**Trecho fornecido:**
————————
Interessante é que, entre os sujeitos analisados, somente um apresentou nitidamente certa ascensão econômica, e ironicamente - ou não - foi o que apresentou menor tempo de escolaridade. Nasci e fui criado, mergulhado na humildade e pobreza (COSTA, 1979, p.5). Tendo cursado o terceiro ano primário - um ano de escolaridade - tornou-se, segundo seu relato, empresário de tecidos, garantindo a família uma vida muito menos regrada do que a que tivera em sua infância. Foi ali que vendemos o primeiro metro de tecido; ali nasceu o nosso progresso, proporcionando-nos a realização de todo sucesso da nossa vida familiar (COSTA, 1979, p.119). Acontece, como será demonstrado pelo comentário a seguir, que mesmo Costa (1979) tendo “vencido” na vida sem o diploma, nutriu e/ou divulgou uma crença de que a vida seria menos difícil se houvesse se formado. Receber um diploma escolar constituía, para o autor, uma espécie particular de felicidade, que realizaria a proeza de facilitar a vida:

Dois batalhadores [o filho Sinhô e a nora], sempre firmes nos seus árduos trabalhos cotidianos, num só propósito: de criar com carinho os seus quatro filhos [...] e de oferecer-lhes tudo aquilo que não tivemos a felicidade de obter: um diploma, para facilitar-nos um pouco nessa vida difícil que atravessamos (COSTA, 1979, p.207, grifo nosso).

Costa (1979) não conheceu o fato de que, entre os sujeitos investigados, aqueles que apresentaram maior escolaridade - Portes (1985) e Santos (1963) - não narraram em suas autobiografias o enriquecimento econômico que ele próprio narrou:

Possuíamos, naquela ocasião uma razoável fortuna, duas boas fazendas, quatrocentas e sessenta cabeças de gado, uma boa criação de animais cavalares, duas casa em Bocaiúva, [...] dois carroções com trinta e tantos bois, [...] um velho caminhão, um carro de passeio, uma grande loja, dinheiro em mãos de centenas de pessoas, meus fregueses, [...] (COSTA, 1979, p.223-224).
————————
**Lista de tarefas:**
A - Verifique se cada afirmação está de acordo com o trecho sobre escolaridade e ascensão econômica. Responda sim ou não e cite as palavras do trecho que decidem a questão: (i) Costa cursou apenas o terceiro ano primário; (ii) Portes (1985) e Santos (1963) narraram em suas autobiografias um enriquecimento econômico; (iii) Costa tornou-se empresário de tecidos.
B - No trecho sobre escolaridade e ascensão econômica, quantas cabeças de gado Costa diz que possuíam naquela ocasião?
C - Retome o trecho sobre escolaridade e ascensão econômica logo após a última citação de Costa.
A listagem é dispensável para resolver as tarefas.
————————
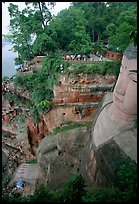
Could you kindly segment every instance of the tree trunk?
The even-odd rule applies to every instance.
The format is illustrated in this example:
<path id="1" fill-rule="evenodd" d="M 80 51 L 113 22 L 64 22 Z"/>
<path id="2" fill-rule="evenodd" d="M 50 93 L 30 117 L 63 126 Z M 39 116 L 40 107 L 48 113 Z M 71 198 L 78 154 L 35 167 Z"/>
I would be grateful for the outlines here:
<path id="1" fill-rule="evenodd" d="M 44 19 L 43 19 L 43 13 L 42 13 L 42 8 L 41 8 L 41 2 L 38 2 L 38 4 L 39 4 L 41 19 L 42 19 L 42 25 L 43 25 L 43 28 L 45 28 Z"/>

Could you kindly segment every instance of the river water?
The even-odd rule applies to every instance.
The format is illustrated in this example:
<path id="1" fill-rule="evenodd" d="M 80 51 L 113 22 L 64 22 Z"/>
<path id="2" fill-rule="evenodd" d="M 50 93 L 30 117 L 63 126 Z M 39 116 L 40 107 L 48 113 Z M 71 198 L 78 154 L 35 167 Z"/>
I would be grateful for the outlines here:
<path id="1" fill-rule="evenodd" d="M 14 59 L 17 54 L 10 50 L 11 48 L 11 43 L 2 43 L 2 77 L 12 77 L 16 74 Z"/>

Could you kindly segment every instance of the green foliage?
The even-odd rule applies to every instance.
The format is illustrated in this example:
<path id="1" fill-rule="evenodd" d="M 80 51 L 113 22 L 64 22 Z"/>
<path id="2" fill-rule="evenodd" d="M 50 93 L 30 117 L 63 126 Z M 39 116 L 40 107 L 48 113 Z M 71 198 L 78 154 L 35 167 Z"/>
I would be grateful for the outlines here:
<path id="1" fill-rule="evenodd" d="M 118 75 L 120 71 L 120 61 L 103 61 L 95 62 L 93 64 L 87 64 L 85 62 L 80 62 L 72 64 L 72 70 L 67 70 L 67 74 L 101 74 L 101 75 Z"/>
<path id="2" fill-rule="evenodd" d="M 137 128 L 137 118 L 135 119 L 134 125 L 133 125 L 133 129 L 136 129 L 136 128 Z"/>
<path id="3" fill-rule="evenodd" d="M 25 122 L 25 115 L 20 115 L 19 116 L 19 118 L 18 118 L 18 121 L 20 122 L 20 123 L 24 123 Z"/>
<path id="4" fill-rule="evenodd" d="M 85 180 L 80 174 L 72 174 L 64 187 L 64 202 L 81 202 L 86 194 L 85 186 Z"/>
<path id="5" fill-rule="evenodd" d="M 2 137 L 10 138 L 11 135 L 8 132 L 2 132 Z"/>
<path id="6" fill-rule="evenodd" d="M 44 44 L 45 39 L 43 38 L 46 38 L 45 28 L 52 18 L 49 6 L 55 5 L 54 2 L 48 2 L 48 4 L 46 6 L 46 2 L 25 2 L 25 9 L 20 11 L 17 5 L 10 3 L 8 7 L 10 15 L 9 36 L 14 45 L 14 51 L 17 51 L 19 55 L 16 62 L 22 63 L 24 60 L 32 58 L 34 56 L 33 49 L 41 53 L 40 50 L 43 50 L 43 46 L 51 44 L 49 36 L 47 36 L 47 44 Z M 33 46 L 34 37 L 37 37 L 37 40 Z"/>
<path id="7" fill-rule="evenodd" d="M 32 117 L 34 119 L 34 122 L 39 123 L 40 117 L 39 117 L 38 110 L 37 110 L 36 106 L 31 107 L 31 114 L 32 114 Z"/>
<path id="8" fill-rule="evenodd" d="M 2 77 L 2 82 L 6 82 L 7 80 L 9 80 L 9 77 L 7 76 Z"/>
<path id="9" fill-rule="evenodd" d="M 26 161 L 27 164 L 36 164 L 37 163 L 37 159 L 30 159 Z"/>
————————
**Lista de respostas:**
A -
(i) Sim: "Tendo cursado o terceiro ano primário - um ano de escolaridade".
(ii) Não: "não narraram em suas autobiografias o enriquecimento econômico que ele próprio narrou".
(iii) Sim: "tornou-se, segundo seu relato, empresário de tecidos".

B - Quatrocentas e sessenta.

C -
Mesmo sem diploma, Costa (1979) tornou-se empresário e prefeito de sua cidade natal. Como prefeito, seu maior desejo foi trazer para sua cidade um ginásio, tamanho valor atribuiu à escola, à continuidade de estudos. Quando discursou na posse como prefeito, afirmou: O segundo item de nosso programa é de uma importância absoluta: a educação dos moços. Toda a cidade que se preza possui um ginásio para a educação da mocidade (COSTA, 1979, p.134). Haveria, portanto, uma correspondência entre a concreta mudança social/financeira ocorrida na vida do autor, a falta do diploma e a ideia de que a vida seria melhor com o diploma? Teria o novo letrado “lutado” menos, caso houvesse se formado?

Foram anos e anos relatados de um trabalho braçal a outro, de muitos fracassos como tropeiro e outras funções até que um dia seu “tino” para os negócios, de acordo com a forma como se apresentou, o levou a adquirir uma loja de tecidos. Em um dado momento da narrativa, Costa (1979) mencionou o fato de que apresentava dificuldades no tratamento de alguns assuntos necessários para sua profissão: Tudo para mim foi difícil, porque teria necessidade de dialogar sobre assuntos diversos e mais elevados com qualquer pessoa, como também comentar com os comerciantes, não só assuntos referentes ao comércio como os acontecimentos mais recentes da vida do país (COSTA, 1979, p.59). Parece que Costa (1979) atribuía à sua pouca escolaridade o fato de não dominar assuntos “mais elevados”.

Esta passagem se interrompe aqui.